**WORK ITEM:**
Copy all lines holding the word "flower" from the entries.

**RECORDS SUPPLIED:**
┄┄┄┄┄┄

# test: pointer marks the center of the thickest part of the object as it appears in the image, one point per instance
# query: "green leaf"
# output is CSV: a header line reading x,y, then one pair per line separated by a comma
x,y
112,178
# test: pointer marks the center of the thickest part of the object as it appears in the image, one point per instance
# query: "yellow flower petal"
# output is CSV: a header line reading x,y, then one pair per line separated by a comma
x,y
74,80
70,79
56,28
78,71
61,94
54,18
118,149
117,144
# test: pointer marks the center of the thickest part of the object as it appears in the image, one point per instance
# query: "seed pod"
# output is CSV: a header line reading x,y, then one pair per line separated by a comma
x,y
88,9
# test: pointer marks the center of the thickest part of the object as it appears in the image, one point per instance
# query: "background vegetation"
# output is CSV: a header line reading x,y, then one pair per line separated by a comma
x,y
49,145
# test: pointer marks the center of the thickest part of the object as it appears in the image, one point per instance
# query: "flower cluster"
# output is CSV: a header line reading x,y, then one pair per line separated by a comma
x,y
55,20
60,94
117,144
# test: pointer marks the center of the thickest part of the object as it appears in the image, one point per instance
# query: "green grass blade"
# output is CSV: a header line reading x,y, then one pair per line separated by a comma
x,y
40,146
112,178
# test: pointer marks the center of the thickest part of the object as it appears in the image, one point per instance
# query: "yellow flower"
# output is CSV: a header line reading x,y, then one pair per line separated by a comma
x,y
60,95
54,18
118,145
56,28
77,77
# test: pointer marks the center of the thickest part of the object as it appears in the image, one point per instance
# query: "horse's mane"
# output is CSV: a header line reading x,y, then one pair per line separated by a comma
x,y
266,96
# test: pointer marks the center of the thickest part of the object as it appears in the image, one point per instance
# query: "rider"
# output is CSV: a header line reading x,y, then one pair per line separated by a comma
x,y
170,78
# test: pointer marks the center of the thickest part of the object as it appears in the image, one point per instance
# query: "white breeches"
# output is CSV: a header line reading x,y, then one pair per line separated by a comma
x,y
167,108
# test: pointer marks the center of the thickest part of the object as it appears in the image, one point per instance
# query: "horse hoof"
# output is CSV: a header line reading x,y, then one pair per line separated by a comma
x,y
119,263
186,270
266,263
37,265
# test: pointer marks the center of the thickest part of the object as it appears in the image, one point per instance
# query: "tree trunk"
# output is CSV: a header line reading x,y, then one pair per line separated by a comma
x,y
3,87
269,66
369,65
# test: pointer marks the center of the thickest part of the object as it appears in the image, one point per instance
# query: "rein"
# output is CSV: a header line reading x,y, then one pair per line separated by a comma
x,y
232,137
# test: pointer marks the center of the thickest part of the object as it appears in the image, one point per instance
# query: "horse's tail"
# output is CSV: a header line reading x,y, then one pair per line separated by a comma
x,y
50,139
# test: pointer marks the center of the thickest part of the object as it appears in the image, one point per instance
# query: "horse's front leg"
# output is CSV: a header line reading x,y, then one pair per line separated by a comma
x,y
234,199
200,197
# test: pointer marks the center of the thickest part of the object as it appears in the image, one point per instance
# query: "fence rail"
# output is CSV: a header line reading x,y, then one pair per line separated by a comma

┄┄┄┄┄┄

**ANSWER FOR THE TASK:**
# query: "yellow flower petal"
# query: "flower cluster"
# query: "yellow flower"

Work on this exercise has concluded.